__Work task A__:
Transcribe the movie and book reviews from "QUEST OF THE" to "brain surgery). Fun.".
__Work task B__:
Pick up the movie and book reviews after their last sentence and write the next part.
** Exercise passage follows **
THE PURPLE ROSE OF CAIRO (1985) (which I mentioned earlier this week) is Woody Allen’s delightful movie tribute in which Mia Farrow’s devoted viewing of the eponymous comedy causes Jeff Daniels to jump off the screen (“Tom Baxter—poet, explorer, of the Chicago Baxters.”) and into her heart, creating a mass panic back at the studio (“Four other Tom Baxters have attempted to leave the screen in other movie houses!”) while confounding abusive husband Danny Aiello, hooker Dianne Wiest and baffled movie characters including Ed Hermann and Van Johnson. An outstanding film—though I do think a eucatastrophe would have worked better at the finish. “So would you play Charles Lindbergh the same way you played Tom Baxter?”
DRUMS OF FU MANCHU (1940) adapts Sax Rohmer’s Mask of Fu Manchu for a 15-chapter serial in which Nayland Smith and his friends try to thwart Fu Manchu’s quest for a McGuffin that will inspire all of Asia to flock to his standard and overthrow the British Empire. This is much better than the 1932 Boris Karloff adaptation of Mask (Fu Manchu is the honorable foe of the books rather than just a leering sadist) and has one outstanding cliffhanger (Fu Manchu walks past his newly unconscious adversaries) though a couple of clinkers too (after a plane crash, the pilot simply walks out unharmed). Overall great fun—unfortunately all the Asian roles are yellowface (except Philip Ahn as a Chinese scholar) and this is way too keen on the White Man’s Burden: the goal is not to free the natives as much as to keep them happy under British rule. Still, I liked it. “You are undoubtedly familiar with the excellent writings of Edgar Allan Poe?”
QUEST OF THE SPIDER was Lester Dent’s third Doc Savage novel, in which Doc travels south to help a Louisiana lumber man fight off the scheme by the mysterious Grey Spider to take over and loot the timber industry. Mundane, but still packed with action; this introduces Doc’s anesthetic bombs (gas-filled glass globes), names his secret lab as the Fortress of Solitude (yep, he had it before Superman) and gives more detail on his private “crime college” (specifically that it cures crime through brain surgery). Fun.
** End of Exercise passage **
** Given records follows **
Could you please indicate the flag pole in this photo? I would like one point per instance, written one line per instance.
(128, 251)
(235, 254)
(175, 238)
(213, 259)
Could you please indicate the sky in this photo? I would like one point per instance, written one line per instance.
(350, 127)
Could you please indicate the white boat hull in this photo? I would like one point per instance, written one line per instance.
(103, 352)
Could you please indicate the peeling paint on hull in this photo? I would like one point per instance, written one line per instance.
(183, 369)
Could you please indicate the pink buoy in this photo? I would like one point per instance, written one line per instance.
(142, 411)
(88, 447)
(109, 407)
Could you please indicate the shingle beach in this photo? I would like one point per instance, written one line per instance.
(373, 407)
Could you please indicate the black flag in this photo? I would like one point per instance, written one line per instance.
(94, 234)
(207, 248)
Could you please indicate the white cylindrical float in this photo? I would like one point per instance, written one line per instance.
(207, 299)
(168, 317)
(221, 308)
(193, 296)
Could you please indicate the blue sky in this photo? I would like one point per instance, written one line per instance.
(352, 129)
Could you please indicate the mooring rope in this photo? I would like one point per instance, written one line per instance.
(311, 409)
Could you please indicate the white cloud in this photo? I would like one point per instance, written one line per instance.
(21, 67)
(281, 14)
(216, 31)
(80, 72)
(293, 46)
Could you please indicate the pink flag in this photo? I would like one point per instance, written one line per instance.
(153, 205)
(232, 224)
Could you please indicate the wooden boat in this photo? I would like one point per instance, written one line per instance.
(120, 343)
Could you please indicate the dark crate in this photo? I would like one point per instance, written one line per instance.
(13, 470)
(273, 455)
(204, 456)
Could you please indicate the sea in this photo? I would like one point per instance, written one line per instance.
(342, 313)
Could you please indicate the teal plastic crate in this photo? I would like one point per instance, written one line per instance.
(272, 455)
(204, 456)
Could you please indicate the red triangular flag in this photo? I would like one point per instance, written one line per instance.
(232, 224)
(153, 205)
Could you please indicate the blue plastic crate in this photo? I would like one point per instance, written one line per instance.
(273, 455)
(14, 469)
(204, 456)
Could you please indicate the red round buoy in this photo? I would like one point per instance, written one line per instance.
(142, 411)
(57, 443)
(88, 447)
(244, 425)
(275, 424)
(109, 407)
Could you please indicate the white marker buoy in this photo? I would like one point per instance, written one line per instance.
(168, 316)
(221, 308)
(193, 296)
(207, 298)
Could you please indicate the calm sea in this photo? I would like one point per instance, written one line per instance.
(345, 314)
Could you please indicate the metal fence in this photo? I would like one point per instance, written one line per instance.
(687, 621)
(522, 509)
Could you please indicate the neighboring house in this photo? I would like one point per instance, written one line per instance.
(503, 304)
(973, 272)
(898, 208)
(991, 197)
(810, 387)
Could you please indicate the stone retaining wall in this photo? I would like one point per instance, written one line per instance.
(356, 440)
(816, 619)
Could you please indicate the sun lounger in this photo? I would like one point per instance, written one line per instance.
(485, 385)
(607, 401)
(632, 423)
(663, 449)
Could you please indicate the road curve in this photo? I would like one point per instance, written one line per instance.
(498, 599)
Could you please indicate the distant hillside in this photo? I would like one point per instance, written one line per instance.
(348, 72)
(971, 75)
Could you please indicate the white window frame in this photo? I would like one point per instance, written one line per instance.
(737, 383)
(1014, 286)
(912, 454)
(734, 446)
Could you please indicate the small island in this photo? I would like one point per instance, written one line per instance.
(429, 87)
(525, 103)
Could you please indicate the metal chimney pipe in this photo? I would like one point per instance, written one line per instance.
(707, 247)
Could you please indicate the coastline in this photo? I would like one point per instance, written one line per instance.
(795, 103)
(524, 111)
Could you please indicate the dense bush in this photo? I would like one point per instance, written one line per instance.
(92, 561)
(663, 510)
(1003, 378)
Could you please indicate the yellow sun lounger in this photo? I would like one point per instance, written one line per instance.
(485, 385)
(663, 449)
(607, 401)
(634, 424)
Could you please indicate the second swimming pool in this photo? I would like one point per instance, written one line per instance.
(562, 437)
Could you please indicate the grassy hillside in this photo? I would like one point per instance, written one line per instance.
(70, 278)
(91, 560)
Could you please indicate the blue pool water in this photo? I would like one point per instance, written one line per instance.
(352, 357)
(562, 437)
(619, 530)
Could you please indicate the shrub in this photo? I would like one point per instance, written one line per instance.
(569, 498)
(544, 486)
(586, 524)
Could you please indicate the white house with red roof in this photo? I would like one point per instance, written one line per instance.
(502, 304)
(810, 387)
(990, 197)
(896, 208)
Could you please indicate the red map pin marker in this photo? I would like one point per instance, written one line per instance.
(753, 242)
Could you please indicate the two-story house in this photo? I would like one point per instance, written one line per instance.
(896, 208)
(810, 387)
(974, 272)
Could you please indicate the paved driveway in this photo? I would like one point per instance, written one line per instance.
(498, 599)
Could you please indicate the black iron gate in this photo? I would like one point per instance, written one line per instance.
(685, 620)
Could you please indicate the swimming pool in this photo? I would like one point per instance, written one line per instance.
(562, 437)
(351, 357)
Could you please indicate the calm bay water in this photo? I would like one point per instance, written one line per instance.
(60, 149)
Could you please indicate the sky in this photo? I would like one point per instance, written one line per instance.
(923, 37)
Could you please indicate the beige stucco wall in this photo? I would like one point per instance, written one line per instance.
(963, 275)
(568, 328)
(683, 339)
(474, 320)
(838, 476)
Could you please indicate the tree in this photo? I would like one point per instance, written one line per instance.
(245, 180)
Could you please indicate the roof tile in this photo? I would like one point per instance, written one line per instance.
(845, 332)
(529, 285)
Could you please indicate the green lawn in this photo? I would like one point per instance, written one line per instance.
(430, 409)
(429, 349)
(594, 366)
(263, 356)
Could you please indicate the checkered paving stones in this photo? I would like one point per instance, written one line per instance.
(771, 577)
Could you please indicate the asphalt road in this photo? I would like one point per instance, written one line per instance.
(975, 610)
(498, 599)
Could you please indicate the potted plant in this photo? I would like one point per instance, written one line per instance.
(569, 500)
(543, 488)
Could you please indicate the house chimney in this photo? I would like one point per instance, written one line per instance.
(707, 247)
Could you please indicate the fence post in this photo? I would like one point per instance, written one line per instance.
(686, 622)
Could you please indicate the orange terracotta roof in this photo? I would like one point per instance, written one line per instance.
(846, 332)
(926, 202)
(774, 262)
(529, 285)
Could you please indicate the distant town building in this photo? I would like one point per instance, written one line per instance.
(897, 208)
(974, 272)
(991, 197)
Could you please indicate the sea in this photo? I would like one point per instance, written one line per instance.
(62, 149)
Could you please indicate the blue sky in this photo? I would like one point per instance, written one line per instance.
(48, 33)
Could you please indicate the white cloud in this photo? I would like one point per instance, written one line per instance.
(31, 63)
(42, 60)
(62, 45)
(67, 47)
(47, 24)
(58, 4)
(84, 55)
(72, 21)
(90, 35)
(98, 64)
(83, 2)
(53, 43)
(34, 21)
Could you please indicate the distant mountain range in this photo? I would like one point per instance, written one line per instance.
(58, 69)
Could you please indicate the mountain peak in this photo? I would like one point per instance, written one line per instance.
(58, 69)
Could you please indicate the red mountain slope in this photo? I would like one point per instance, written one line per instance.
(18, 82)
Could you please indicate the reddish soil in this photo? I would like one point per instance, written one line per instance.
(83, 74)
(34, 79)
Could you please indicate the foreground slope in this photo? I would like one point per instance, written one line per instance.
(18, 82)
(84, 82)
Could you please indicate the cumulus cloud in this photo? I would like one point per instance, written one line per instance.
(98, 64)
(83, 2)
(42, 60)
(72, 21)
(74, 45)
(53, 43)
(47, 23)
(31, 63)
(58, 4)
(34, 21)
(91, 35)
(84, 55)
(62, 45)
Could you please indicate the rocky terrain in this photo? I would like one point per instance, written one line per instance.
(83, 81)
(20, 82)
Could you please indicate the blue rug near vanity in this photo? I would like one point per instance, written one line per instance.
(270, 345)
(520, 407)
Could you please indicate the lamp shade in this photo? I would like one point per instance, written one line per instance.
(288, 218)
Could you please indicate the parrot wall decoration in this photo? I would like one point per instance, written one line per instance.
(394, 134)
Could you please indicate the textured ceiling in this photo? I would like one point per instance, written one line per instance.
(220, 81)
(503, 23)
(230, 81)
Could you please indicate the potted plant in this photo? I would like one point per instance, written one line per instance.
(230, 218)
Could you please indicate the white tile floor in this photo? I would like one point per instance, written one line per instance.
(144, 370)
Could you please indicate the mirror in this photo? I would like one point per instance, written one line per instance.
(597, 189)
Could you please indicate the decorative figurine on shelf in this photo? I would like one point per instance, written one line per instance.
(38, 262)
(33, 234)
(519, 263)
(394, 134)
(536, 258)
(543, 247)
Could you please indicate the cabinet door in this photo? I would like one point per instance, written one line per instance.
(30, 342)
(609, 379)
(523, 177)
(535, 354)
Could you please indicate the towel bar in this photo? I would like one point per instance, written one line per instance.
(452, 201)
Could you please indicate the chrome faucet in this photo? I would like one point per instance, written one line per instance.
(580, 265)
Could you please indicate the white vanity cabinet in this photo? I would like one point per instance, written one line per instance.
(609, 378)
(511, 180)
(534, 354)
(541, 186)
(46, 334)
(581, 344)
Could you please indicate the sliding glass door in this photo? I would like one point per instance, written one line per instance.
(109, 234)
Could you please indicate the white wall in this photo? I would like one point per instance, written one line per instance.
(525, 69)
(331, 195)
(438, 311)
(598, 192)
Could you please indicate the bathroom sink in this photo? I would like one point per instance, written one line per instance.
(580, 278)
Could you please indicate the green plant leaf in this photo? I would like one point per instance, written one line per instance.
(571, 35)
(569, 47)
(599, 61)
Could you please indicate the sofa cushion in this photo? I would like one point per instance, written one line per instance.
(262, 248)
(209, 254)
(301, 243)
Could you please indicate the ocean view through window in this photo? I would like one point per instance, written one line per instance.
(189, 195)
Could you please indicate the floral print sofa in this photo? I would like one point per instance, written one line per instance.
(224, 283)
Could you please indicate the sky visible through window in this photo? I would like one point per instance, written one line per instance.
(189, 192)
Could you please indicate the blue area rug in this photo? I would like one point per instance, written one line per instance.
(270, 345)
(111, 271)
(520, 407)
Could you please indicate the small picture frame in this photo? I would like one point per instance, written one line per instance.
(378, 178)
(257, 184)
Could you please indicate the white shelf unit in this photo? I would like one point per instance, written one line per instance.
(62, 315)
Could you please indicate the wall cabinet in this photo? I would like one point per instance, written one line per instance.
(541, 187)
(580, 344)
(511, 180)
** End of Given records **
__Answer A__:
QUEST OF THE SPIDER was Lester Dent’s third Doc Savage novel, in which Doc travels south to help a Louisiana lumber man fight off the scheme by the mysterious Grey Spider to take over and loot the timber industry. Mundane, but still packed with action; this introduces Doc’s anesthetic bombs (gas-filled glass globes), names his secret lab as the Fortress of Solitude (yep, he had it before Superman) and gives more detail on his private “crime college” (specifically that it cures crime through brain surgery). Fun.

__Answer B__:
THE POLAR TREASURE is a weak Doc Savage novel in which mysterious attacks on a blind violinist draw Doc and his team into a hunt for a sunken liner holding a fortune in treasure and fought over by to gangs of pirates. The villains here are way too mundane—I suspect my vivid memory of the more Sf adventures makes me blot out more routine ones such as this. Weak (like At the Mountains of Madness, it may have worked better back when polar exploration was cutting edge); this adds one new element to Doc’s arsenal (thimbles with drug-tipped needles on them) though it didn’t catch on the way the glass balls did.
The second NEW WORLDS OF FANTASY is another good collection of Big Names (Zelazny, Sheckley, Bloch, Borges), middling names (Katherine MacLean,RA Lafferty) and largely forgotten names (Britt Schweitzer, Wilmar Shiras). A very good collection regardless, as man’s head tries to climb back on its body, a mechanic learns cars can be evil (Keith Robers “Scarlet Lady” beats Christine all to heck), a man ponders his infinite library and Lazarus scares everyone by coming back from the dead. A pleasure to reread.